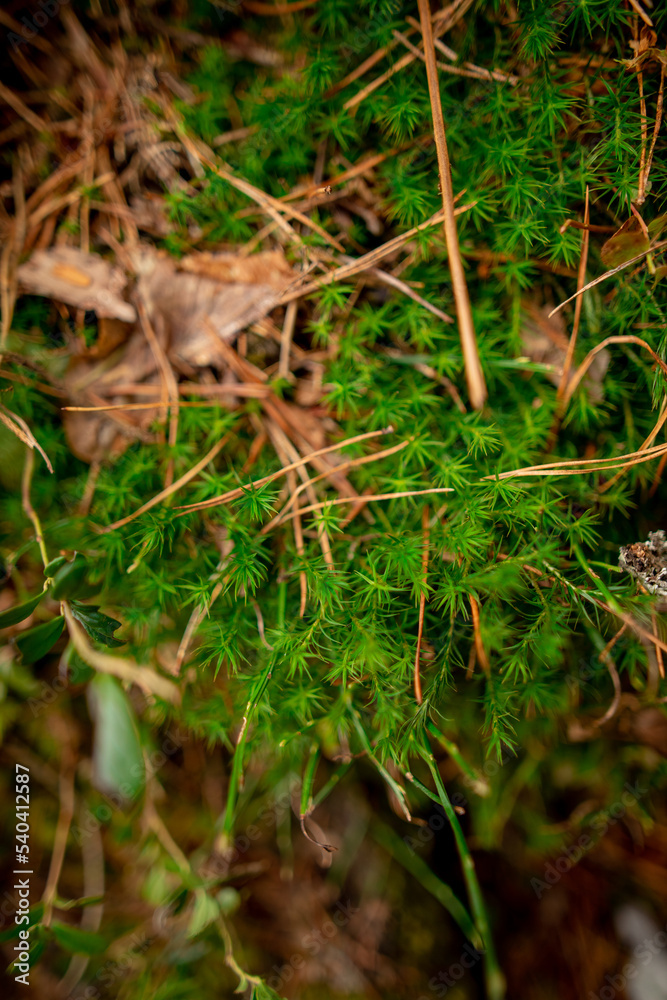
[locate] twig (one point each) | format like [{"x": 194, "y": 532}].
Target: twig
[
  {"x": 367, "y": 499},
  {"x": 479, "y": 645},
  {"x": 236, "y": 493},
  {"x": 124, "y": 668},
  {"x": 66, "y": 790},
  {"x": 422, "y": 605},
  {"x": 473, "y": 369},
  {"x": 608, "y": 274},
  {"x": 286, "y": 340},
  {"x": 656, "y": 130},
  {"x": 173, "y": 488}
]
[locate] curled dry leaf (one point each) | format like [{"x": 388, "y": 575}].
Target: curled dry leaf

**EXERCISE AIM**
Write out all of the data above again, word for word, leaving out the pictures.

**TASK OUTPUT**
[locate] twig (one point each) | format like [{"x": 194, "y": 532}].
Target: twig
[
  {"x": 367, "y": 499},
  {"x": 479, "y": 645},
  {"x": 236, "y": 493},
  {"x": 124, "y": 668},
  {"x": 66, "y": 790},
  {"x": 422, "y": 605},
  {"x": 473, "y": 369},
  {"x": 608, "y": 274},
  {"x": 286, "y": 340},
  {"x": 656, "y": 130},
  {"x": 173, "y": 488}
]
[locate] curled dry leaf (one point each) | format like [{"x": 388, "y": 575}].
Target: curled dry leaf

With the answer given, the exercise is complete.